-- Start DATA SHOWN --

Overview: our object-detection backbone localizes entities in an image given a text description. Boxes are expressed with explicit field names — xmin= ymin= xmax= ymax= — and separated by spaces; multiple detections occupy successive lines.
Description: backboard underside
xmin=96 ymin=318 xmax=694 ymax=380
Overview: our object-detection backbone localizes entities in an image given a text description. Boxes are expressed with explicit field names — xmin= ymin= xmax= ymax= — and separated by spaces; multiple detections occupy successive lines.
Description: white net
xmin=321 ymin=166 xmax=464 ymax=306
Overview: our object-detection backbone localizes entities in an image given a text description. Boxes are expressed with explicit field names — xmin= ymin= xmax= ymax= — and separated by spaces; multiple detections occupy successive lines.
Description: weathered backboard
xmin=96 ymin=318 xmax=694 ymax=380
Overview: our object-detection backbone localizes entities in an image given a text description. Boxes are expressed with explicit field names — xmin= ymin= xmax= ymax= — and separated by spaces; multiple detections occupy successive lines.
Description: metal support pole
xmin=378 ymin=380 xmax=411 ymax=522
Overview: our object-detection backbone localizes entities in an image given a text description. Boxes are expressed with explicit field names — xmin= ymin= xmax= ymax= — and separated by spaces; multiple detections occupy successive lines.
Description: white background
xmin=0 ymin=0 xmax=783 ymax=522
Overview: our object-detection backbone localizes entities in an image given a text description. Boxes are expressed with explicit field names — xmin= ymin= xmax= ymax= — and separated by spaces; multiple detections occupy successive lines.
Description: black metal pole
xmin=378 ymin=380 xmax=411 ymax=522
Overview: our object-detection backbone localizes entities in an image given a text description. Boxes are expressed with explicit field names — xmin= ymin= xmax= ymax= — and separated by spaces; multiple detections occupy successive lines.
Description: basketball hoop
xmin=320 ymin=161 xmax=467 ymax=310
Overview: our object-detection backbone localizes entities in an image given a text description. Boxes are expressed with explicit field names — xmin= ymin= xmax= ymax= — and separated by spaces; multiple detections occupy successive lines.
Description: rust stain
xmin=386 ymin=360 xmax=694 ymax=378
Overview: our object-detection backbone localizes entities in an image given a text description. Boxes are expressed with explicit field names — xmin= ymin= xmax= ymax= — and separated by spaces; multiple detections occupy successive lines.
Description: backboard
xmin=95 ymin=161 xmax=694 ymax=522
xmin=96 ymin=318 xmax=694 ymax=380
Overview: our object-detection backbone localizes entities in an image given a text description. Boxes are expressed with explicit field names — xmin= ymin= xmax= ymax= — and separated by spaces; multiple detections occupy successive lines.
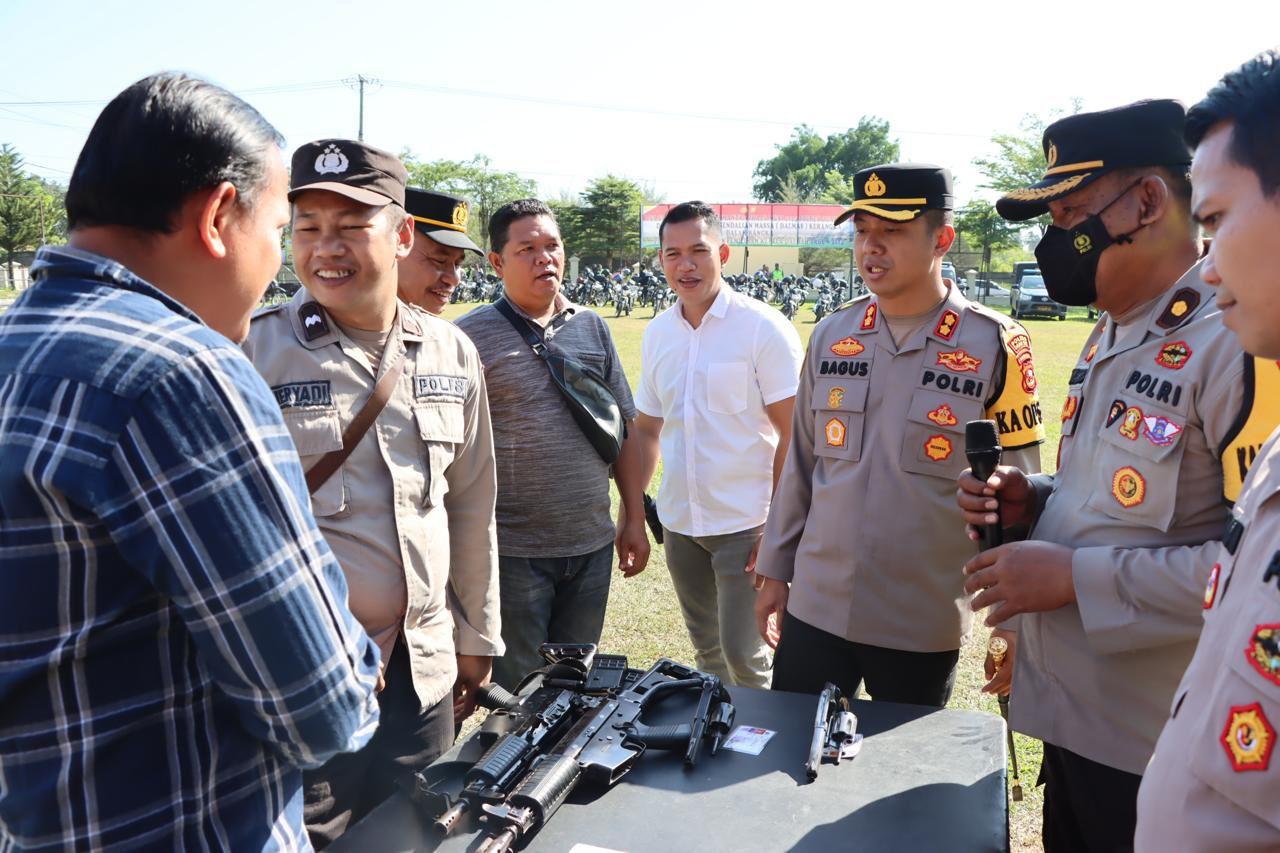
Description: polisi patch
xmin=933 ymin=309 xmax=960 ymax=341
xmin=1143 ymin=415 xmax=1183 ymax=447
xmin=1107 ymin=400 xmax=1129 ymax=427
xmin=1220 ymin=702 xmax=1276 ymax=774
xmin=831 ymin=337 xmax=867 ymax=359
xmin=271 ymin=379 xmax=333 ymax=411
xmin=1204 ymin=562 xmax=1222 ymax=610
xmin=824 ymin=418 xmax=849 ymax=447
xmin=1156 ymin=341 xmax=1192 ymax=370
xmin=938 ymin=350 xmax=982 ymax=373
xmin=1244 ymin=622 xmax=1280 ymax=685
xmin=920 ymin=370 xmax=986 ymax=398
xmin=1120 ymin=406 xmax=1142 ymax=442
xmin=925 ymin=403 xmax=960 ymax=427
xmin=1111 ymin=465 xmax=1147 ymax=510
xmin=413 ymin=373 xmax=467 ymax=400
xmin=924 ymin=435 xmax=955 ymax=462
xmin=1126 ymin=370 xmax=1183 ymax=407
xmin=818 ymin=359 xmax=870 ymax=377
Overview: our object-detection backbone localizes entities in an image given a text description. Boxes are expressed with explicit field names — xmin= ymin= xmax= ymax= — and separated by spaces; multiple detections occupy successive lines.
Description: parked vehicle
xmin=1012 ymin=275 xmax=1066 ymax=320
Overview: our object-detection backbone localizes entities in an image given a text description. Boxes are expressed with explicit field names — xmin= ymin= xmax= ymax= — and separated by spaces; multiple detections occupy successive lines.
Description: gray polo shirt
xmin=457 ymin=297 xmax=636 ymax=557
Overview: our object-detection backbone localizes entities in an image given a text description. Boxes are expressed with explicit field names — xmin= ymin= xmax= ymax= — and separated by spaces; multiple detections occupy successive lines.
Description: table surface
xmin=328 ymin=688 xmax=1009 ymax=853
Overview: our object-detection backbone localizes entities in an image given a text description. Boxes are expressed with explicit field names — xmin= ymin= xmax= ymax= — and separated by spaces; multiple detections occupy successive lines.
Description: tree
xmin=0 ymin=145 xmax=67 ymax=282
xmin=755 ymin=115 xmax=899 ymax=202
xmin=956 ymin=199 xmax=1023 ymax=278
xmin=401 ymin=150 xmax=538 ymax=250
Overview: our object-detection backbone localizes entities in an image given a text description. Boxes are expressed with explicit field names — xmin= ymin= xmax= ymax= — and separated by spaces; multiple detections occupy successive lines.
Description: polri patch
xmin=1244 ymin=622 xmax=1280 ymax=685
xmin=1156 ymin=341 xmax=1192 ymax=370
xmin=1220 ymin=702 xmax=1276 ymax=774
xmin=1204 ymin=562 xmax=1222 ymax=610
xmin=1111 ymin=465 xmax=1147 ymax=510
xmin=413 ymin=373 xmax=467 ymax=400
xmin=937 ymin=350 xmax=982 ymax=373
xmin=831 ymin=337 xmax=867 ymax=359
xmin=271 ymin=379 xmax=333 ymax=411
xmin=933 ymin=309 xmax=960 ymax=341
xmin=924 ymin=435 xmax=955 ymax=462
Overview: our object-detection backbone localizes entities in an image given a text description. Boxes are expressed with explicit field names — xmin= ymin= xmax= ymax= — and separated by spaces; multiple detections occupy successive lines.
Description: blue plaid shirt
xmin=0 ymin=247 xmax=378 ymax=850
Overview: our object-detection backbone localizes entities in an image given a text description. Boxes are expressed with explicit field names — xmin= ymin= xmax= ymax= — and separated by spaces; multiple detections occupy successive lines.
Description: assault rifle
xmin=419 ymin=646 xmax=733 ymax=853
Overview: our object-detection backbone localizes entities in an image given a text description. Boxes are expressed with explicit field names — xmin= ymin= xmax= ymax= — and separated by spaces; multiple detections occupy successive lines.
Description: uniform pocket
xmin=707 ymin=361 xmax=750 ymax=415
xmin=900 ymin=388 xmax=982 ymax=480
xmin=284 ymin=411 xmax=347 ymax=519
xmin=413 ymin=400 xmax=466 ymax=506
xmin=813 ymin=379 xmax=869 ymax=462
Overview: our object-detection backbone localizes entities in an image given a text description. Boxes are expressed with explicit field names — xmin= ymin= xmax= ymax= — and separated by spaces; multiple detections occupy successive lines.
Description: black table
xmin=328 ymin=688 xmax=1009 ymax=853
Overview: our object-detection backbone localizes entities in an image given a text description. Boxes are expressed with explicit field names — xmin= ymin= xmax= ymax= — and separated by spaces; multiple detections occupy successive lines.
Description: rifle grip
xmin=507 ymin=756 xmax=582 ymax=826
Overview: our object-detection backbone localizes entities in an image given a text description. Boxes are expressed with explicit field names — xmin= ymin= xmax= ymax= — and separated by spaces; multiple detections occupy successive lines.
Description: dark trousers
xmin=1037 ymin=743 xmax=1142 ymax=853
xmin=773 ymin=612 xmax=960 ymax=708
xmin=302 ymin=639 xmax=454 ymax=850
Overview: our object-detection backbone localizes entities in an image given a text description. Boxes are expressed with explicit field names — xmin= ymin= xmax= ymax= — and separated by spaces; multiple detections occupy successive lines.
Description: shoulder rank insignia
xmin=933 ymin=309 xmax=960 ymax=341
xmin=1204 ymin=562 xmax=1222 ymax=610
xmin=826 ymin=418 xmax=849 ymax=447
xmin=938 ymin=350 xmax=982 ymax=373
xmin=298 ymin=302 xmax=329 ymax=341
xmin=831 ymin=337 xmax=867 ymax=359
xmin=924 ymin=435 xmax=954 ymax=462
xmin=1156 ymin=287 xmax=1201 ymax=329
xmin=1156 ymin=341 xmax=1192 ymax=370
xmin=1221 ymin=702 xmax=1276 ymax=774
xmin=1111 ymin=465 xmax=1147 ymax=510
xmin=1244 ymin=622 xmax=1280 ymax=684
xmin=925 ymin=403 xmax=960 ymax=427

-- End DATA SHOWN --
-- Start DATA SHOWN --

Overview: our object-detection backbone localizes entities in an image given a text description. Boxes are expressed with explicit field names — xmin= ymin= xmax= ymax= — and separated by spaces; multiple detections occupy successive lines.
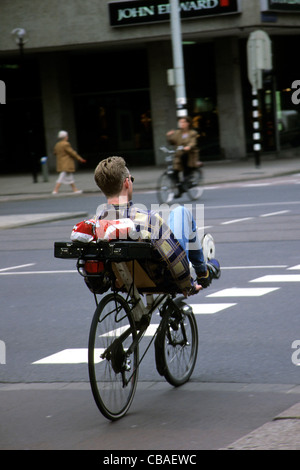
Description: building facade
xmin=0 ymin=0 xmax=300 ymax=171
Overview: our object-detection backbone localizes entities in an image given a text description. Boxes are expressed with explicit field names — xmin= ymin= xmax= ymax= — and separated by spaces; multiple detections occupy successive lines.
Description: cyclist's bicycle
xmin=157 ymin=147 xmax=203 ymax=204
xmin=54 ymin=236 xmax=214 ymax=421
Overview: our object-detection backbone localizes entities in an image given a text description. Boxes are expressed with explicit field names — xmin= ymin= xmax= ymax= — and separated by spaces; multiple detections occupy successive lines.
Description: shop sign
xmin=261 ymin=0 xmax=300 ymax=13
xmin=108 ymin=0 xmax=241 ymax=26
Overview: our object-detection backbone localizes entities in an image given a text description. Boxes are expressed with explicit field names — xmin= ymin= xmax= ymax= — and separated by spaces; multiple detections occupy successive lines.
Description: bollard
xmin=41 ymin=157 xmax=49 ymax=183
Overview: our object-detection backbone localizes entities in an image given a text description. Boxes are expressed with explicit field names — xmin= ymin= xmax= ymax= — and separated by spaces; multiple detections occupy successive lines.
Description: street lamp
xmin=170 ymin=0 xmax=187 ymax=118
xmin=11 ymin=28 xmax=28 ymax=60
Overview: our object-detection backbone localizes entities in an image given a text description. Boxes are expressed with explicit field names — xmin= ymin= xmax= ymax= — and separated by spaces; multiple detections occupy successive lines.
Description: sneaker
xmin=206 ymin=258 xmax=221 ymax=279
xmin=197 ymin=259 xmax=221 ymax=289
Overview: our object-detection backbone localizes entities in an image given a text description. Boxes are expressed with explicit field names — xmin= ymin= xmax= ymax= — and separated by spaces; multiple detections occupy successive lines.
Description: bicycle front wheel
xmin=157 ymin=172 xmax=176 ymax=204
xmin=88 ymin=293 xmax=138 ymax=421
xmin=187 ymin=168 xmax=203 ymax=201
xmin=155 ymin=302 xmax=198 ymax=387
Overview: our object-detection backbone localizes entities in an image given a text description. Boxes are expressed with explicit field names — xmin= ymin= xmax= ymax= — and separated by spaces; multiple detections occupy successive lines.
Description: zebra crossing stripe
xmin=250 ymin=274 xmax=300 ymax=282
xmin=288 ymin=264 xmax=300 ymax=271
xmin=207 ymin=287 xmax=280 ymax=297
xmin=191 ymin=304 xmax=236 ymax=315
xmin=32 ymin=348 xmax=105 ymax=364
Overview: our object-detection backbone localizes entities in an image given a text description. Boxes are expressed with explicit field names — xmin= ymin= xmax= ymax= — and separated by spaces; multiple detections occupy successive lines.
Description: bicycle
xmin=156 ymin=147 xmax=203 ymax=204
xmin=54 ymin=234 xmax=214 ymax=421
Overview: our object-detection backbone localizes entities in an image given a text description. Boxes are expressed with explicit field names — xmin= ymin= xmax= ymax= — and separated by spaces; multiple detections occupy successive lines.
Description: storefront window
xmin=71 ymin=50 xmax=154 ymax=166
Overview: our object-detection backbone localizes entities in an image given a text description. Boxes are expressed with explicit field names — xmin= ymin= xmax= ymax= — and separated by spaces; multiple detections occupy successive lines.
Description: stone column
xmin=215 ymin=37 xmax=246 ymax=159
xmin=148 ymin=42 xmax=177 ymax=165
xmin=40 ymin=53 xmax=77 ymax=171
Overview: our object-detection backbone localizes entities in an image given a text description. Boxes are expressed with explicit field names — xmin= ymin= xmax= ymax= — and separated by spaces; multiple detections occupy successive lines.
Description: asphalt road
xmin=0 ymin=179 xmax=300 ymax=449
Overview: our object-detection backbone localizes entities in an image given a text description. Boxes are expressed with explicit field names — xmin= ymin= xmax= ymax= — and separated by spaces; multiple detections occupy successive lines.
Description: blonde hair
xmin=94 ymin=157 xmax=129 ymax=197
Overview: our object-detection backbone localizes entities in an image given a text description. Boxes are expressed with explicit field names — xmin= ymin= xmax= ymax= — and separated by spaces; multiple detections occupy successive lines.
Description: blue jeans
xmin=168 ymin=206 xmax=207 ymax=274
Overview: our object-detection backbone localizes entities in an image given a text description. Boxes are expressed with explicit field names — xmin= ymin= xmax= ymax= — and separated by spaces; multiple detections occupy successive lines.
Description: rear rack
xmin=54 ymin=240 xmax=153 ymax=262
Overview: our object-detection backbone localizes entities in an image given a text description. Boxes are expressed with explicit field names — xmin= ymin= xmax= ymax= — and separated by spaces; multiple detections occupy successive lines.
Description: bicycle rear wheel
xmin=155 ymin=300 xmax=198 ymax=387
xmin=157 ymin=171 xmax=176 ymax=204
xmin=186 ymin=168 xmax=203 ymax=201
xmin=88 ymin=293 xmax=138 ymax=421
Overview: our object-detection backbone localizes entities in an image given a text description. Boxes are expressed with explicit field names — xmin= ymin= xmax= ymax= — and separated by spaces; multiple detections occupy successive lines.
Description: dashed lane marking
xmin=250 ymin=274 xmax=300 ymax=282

-- End DATA SHOWN --
-- Start DATA SHOWN --

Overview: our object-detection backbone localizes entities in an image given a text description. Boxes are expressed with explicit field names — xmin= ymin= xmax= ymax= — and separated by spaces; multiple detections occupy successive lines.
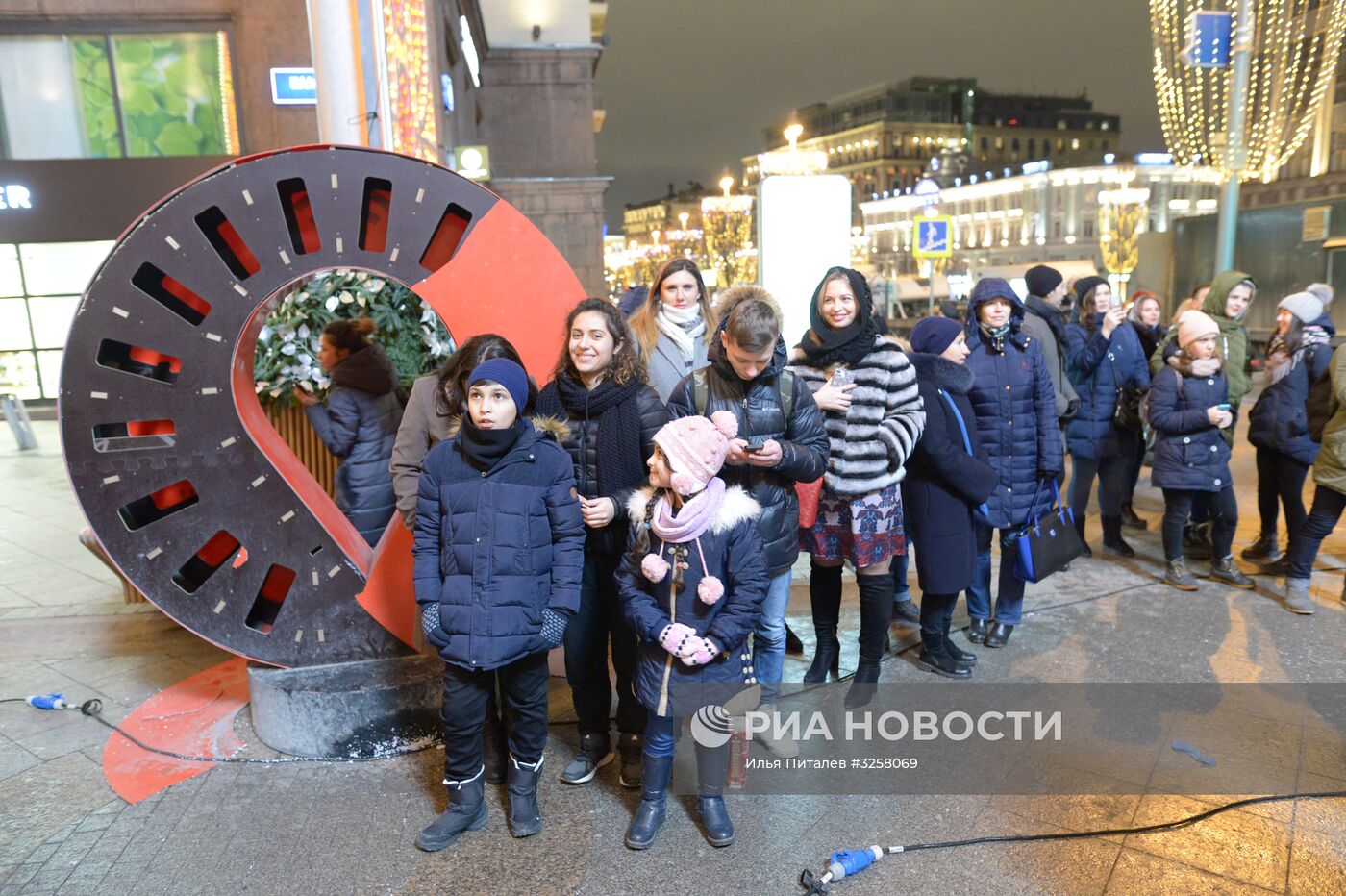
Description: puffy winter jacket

-- End DATA SHOWN --

TASK DETAILS: Please show each line from the items above that contains the word "blue". Case counts.

RIGHT ANSWER:
Description: blue plaid shirt
Description: blue jeans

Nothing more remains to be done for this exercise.